▶ [TASK MATERIAL]:
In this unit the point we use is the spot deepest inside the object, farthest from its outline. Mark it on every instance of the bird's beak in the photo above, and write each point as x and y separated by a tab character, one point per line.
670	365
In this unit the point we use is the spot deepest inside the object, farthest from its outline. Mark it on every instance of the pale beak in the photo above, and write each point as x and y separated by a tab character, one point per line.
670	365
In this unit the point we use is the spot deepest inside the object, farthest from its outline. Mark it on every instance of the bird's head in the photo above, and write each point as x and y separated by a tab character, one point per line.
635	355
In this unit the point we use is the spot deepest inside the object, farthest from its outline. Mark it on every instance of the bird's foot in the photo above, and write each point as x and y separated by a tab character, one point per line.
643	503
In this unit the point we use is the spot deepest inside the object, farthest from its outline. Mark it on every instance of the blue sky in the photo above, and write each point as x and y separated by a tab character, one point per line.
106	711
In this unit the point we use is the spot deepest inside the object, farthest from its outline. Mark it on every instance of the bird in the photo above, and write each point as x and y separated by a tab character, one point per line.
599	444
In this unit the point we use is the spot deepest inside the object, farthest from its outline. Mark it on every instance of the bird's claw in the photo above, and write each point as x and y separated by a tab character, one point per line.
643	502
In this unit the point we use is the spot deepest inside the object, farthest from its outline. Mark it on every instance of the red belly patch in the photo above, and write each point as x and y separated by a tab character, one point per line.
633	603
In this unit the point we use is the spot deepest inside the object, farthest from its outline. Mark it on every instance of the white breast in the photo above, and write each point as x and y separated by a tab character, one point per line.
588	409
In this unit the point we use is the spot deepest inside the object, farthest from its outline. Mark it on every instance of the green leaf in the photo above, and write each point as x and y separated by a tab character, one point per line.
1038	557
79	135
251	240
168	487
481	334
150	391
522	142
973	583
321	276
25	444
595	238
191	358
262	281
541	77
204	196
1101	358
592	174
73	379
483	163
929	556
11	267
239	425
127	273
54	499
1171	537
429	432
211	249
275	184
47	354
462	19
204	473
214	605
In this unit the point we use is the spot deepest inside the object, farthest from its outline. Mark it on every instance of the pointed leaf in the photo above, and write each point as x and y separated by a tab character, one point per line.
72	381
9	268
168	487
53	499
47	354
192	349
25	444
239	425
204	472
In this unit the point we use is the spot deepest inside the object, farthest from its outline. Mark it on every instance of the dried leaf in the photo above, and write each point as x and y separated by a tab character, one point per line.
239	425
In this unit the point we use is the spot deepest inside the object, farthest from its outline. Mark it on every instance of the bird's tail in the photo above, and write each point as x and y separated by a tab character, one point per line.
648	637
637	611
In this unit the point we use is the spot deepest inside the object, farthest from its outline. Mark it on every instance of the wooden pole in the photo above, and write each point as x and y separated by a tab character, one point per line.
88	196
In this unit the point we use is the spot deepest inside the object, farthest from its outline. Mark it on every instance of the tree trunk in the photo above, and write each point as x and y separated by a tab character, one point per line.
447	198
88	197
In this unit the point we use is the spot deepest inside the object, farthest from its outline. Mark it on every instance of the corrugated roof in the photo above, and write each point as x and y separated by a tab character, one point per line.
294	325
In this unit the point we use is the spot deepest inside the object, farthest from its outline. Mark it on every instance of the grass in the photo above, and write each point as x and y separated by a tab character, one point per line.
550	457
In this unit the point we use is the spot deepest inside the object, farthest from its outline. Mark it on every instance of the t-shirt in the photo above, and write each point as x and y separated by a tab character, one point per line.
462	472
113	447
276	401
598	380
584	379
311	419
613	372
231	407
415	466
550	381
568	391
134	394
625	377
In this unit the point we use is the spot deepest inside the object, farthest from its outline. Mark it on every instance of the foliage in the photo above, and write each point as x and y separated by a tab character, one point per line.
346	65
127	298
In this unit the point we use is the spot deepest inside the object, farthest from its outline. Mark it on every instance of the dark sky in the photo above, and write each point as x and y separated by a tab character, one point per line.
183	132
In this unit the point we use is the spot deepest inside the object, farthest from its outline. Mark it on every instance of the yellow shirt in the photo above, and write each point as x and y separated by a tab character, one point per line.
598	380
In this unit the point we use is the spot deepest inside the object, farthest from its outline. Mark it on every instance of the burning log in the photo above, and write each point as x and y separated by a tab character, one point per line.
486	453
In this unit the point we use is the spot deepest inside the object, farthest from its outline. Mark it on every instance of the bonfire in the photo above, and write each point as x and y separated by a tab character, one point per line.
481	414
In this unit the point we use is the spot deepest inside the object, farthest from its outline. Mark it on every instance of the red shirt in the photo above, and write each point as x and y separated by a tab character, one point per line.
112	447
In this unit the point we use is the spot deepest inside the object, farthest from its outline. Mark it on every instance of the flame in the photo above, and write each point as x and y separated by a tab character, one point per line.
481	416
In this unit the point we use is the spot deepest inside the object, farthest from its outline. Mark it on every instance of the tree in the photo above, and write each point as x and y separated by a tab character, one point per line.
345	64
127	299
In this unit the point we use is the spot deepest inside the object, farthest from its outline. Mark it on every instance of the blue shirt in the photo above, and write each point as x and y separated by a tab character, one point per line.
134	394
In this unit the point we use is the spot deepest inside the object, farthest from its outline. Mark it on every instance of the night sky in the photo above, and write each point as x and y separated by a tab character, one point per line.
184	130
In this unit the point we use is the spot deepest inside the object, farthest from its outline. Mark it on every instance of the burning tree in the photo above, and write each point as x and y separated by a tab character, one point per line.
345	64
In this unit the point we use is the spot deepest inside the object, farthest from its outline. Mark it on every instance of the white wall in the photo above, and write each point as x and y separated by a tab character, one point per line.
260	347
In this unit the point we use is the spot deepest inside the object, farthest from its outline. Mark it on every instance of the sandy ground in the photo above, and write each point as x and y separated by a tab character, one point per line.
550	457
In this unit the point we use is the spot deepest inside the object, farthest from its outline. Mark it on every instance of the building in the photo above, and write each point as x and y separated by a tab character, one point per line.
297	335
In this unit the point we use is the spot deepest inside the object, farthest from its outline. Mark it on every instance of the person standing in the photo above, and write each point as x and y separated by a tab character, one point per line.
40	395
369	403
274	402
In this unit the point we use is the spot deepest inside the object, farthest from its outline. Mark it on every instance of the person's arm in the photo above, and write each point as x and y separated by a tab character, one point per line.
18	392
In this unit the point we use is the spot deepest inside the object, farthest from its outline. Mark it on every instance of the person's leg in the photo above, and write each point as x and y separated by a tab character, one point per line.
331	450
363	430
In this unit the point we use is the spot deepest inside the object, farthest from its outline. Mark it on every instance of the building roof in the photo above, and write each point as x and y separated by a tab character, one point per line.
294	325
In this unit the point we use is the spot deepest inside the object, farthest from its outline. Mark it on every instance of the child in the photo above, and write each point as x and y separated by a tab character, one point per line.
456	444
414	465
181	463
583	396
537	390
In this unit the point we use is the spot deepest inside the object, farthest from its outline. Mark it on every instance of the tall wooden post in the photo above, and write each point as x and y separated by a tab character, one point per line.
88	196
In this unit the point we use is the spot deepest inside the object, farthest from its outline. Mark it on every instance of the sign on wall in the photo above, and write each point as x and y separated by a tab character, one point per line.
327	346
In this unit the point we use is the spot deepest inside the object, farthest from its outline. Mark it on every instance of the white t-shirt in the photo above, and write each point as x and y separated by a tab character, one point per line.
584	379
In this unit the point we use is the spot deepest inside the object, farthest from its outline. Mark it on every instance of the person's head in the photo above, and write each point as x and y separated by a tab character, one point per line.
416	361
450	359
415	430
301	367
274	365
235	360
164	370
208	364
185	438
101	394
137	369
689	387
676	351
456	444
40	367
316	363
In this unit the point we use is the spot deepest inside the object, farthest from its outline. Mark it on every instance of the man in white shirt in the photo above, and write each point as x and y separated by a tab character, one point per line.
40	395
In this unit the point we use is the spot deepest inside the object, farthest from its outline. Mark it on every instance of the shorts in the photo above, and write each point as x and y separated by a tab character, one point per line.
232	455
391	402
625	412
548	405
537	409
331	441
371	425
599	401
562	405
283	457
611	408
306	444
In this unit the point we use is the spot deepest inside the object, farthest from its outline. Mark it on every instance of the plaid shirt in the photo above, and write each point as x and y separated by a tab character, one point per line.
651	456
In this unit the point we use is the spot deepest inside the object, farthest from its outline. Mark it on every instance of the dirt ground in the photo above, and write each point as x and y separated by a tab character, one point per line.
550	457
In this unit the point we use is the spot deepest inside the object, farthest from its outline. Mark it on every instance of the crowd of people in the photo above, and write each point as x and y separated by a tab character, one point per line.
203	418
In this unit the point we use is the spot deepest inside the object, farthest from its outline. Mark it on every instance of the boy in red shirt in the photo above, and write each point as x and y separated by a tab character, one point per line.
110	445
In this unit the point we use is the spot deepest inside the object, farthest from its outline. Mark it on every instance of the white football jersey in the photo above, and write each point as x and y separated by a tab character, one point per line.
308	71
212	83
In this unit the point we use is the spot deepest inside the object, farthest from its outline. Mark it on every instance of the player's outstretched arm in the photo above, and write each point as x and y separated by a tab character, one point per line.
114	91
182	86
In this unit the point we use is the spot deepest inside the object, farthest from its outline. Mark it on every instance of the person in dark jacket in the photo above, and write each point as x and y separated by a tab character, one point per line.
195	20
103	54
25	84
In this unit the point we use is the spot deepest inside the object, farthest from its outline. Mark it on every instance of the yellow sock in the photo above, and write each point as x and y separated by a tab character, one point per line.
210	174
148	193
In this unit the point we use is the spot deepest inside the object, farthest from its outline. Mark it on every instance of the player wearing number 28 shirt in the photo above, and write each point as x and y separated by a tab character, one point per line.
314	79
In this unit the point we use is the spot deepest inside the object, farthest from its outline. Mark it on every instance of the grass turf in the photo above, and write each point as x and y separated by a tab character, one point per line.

▶ [PROBLEM DETAILS]: The line containing "the person in" and every line after it, through the end of the records, should be repeated exactly and alone.

▶ [OUTPUT FOR THIS EXERCISE]:
In this unit the point we use is the spot deepest inside the object, farthest from its outline. Mark it on every instance of the person in dark jacket in the photo above, and write each point as x and y separated by a tab character, one point per line.
195	20
103	54
25	84
In this unit the point we use is the spot deepest inside the object, farthest from its outline. Mark it on every instance of the yellow sock in the photo above, and write each point as x and y separated by a tab character, one point per line.
210	174
148	193
In this unit the point we use is the spot deepest inside the object, farthest from its outline. Mark it on every instance of the player wearing number 28 shirt in the photo above, and write each point as x and y separated by a tab character, one point per line.
314	79
In this unit the point we use is the spot deepest inside the object, farthest from its outline. Mark it on every instance of the grass turf in the photo above, and write each point as x and y separated by a tab character, one point per line.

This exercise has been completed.